◆ **RECORDS SHOWN**
----

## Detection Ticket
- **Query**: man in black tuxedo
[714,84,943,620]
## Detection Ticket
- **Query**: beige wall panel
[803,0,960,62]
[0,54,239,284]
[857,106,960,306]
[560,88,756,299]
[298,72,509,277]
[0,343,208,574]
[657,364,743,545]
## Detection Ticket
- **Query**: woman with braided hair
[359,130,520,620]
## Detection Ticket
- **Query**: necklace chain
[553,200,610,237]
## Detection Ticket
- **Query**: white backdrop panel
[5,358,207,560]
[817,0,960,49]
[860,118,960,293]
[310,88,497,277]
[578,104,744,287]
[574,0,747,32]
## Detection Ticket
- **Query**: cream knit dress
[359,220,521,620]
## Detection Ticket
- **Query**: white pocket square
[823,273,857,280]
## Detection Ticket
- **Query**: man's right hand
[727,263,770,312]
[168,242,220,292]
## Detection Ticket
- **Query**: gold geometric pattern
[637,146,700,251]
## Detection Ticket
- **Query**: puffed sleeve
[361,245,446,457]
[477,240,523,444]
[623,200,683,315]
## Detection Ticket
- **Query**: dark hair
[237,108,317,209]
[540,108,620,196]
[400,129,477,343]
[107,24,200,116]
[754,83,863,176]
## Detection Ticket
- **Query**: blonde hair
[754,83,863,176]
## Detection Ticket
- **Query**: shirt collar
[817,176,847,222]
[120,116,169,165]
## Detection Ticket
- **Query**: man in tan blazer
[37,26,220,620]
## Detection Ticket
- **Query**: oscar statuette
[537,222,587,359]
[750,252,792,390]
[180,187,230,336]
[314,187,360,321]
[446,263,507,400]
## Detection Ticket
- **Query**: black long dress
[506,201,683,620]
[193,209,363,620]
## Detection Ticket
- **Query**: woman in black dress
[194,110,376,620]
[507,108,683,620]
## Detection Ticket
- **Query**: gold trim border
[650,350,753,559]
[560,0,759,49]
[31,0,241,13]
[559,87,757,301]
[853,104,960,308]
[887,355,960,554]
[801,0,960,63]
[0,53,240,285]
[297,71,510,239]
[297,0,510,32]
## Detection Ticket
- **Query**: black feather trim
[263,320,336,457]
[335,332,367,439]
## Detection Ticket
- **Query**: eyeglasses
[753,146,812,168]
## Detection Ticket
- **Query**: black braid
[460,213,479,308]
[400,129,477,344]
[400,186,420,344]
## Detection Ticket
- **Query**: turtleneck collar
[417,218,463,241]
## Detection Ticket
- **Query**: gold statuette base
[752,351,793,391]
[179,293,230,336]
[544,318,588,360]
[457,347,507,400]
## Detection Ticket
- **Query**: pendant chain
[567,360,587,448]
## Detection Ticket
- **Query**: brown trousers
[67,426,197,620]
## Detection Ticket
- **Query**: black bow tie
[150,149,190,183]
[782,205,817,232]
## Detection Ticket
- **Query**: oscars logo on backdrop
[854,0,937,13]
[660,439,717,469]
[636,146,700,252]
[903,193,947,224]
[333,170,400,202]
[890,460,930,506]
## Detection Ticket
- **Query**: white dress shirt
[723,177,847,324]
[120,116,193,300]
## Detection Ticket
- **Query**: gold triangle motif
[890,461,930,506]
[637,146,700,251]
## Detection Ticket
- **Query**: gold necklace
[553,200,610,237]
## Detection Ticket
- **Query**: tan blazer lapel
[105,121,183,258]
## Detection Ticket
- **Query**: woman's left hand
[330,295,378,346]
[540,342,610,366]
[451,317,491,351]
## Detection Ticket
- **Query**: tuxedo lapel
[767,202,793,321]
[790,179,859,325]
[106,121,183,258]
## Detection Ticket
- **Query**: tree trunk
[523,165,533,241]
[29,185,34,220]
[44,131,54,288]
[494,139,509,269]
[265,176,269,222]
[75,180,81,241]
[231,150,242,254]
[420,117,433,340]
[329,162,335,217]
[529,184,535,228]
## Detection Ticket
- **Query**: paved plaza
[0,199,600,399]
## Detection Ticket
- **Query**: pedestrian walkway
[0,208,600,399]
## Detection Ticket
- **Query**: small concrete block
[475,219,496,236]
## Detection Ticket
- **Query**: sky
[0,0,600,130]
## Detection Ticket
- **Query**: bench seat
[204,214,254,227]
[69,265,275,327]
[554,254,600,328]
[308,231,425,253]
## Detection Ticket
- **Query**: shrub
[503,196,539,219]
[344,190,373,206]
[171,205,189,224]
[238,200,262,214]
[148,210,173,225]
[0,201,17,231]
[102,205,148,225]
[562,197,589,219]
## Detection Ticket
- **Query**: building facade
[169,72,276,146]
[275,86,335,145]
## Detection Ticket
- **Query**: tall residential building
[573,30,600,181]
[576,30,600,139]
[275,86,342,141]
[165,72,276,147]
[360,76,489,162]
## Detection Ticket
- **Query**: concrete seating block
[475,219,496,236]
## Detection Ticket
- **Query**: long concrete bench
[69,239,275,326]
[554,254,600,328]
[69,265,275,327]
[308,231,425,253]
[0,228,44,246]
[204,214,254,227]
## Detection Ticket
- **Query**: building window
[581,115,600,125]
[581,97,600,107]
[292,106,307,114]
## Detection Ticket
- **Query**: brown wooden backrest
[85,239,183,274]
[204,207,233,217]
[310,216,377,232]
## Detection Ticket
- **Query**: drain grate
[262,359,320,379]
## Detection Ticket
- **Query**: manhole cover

----

◆ **WRITTEN PROBLEM**
Copy out every item above word for word, keeping each line as it appears.

◆ **ANSWER TO THE EXERCISE**
## Detection Ticket
- **Query**: man in black tuxedo
[714,84,943,620]
## Detection Ticket
- **Query**: beige wall panel
[803,0,960,62]
[0,54,239,284]
[857,106,960,306]
[560,88,756,299]
[298,72,509,277]
[0,343,208,574]
[657,364,743,545]
## Detection Ticket
- **Query**: woman with braided hair
[359,130,520,620]
## Detection Ticket
- **Query**: necklace chain
[553,200,610,237]
## Detection Ticket
- **Query**: white backdrop panel
[5,358,207,560]
[817,0,960,49]
[860,118,960,293]
[310,88,497,277]
[578,104,744,287]
[574,0,747,32]
## Detection Ticket
- **Query**: cream knit dress
[359,220,521,620]
## Detection Ticket
- **Query**: white pocket square
[823,273,857,280]
## Detection Ticket
- **Query**: man's right hand
[727,263,770,312]
[168,242,220,292]
## Detection Ticket
- **Query**: gold geometric pattern
[637,146,700,251]
## Detection Ticket
- **Query**: puffed sleeve
[361,245,446,457]
[477,240,523,444]
[623,200,683,315]
## Detection Ticket
- **Query**: dark hair
[237,108,317,209]
[540,108,620,196]
[400,129,477,343]
[107,24,200,116]
[754,83,863,176]
## Detection Ticket
- **Query**: blonde hair
[754,83,863,176]
## Detection Ticket
- **Query**: shirt collar
[817,176,847,222]
[120,116,169,165]
## Detection Ticket
- **Query**: man in tan blazer
[37,26,220,620]
## Detection Ticket
- **Query**: oscar statuette
[537,222,587,359]
[750,252,792,390]
[180,187,230,336]
[314,187,360,321]
[446,263,507,400]
## Detection Ticket
- **Query**: black long dress
[506,201,683,620]
[193,209,363,620]
## Detection Ticket
- **Query**: woman in black dress
[194,110,376,620]
[507,108,683,620]
## Detection Ticket
- **Query**: gold trim border
[650,350,753,559]
[560,0,759,49]
[31,0,241,13]
[559,87,757,301]
[853,104,960,308]
[887,355,960,554]
[801,0,960,63]
[0,53,240,285]
[297,71,510,239]
[297,0,510,32]
## Detection Ticket
- **Query**: black feather trim
[263,320,336,457]
[335,332,367,439]
## Detection Ticket
- **Query**: eyeglasses
[753,146,812,168]
## Detection Ticket
- **Query**: black braid
[460,213,479,308]
[400,129,477,344]
[400,186,420,344]
## Detection Ticket
- **Query**: turtleneck collar
[417,218,463,241]
## Detection Ticket
- **Query**: gold statuette base
[752,351,793,391]
[179,293,230,336]
[544,318,588,360]
[457,347,507,400]
## Detection Ticket
- **Query**: pendant chain
[567,360,587,448]
## Detection Ticket
- **Query**: brown trousers
[67,426,197,620]
## Detection Ticket
- **Query**: black bow tie
[150,149,190,183]
[782,205,817,232]
## Detection Ticket
- **Query**: oscars logo on backdrop
[854,0,937,13]
[660,439,717,469]
[636,146,700,252]
[903,193,947,224]
[333,170,400,202]
[890,460,930,506]
## Detection Ticket
- **Query**: white dress shirt
[723,177,847,324]
[120,116,193,300]
## Detection Ticket
- **Query**: gold triangle motif
[890,461,930,506]
[637,146,700,251]
## Detection Ticket
- **Query**: gold necklace
[553,200,610,237]
## Detection Ticket
- **Query**: tan blazer lapel
[105,121,183,258]
## Detection Ticket
- **Query**: woman's left hand
[330,295,378,346]
[540,342,610,366]
[451,317,491,351]
## Detection Ticket
- **Query**: tuxedo lapel
[767,202,793,321]
[790,179,859,325]
[106,121,183,258]
## Detection Ticket
- **Query**: tree trunk
[523,165,533,241]
[29,185,34,220]
[44,131,54,288]
[494,139,509,269]
[265,176,269,222]
[75,180,81,241]
[231,150,242,254]
[420,117,433,340]
[329,162,335,217]
[529,184,535,228]
## Detection Ticket
- **Query**: paved plaza
[0,199,600,399]
## Detection Ticket
- **Query**: pedestrian walkway
[0,208,600,399]
## Detection Ticket
- **Query**: small concrete block
[475,219,496,236]
## Detection Ticket
- **Query**: sky
[0,0,600,130]
## Detection Ticket
- **Query**: bench seat
[204,214,254,227]
[69,265,275,327]
[554,254,600,328]
[308,231,425,253]
## Detection Ticket
- **Query**: shrub
[503,196,539,219]
[344,190,373,206]
[171,205,189,224]
[238,200,262,214]
[148,210,173,225]
[0,201,17,231]
[102,205,148,225]
[562,197,589,219]
## Detection Ticket
- **Query**: building facade
[169,72,276,146]
[275,86,335,145]
## Detection Ticket
- **Query**: tall residential building
[573,30,600,181]
[576,30,600,139]
[275,86,342,141]
[165,72,276,147]
[360,76,489,162]
## Detection Ticket
- **Query**: concrete seating block
[475,219,496,236]
## Detection Ticket
- **Query**: long concrete bench
[69,239,275,326]
[554,254,600,328]
[69,265,275,327]
[308,231,425,253]
[0,228,44,246]
[204,214,254,227]
## Detection Ticket
- **Query**: building window
[581,115,600,125]
[581,97,600,107]
[292,106,307,114]
## Detection Ticket
- **Query**: brown wooden backrest
[85,239,183,274]
[204,207,233,217]
[310,216,377,232]
## Detection Ticket
- **Query**: drain grate
[262,359,320,379]
## Detection Ticket
- **Query**: manhole cover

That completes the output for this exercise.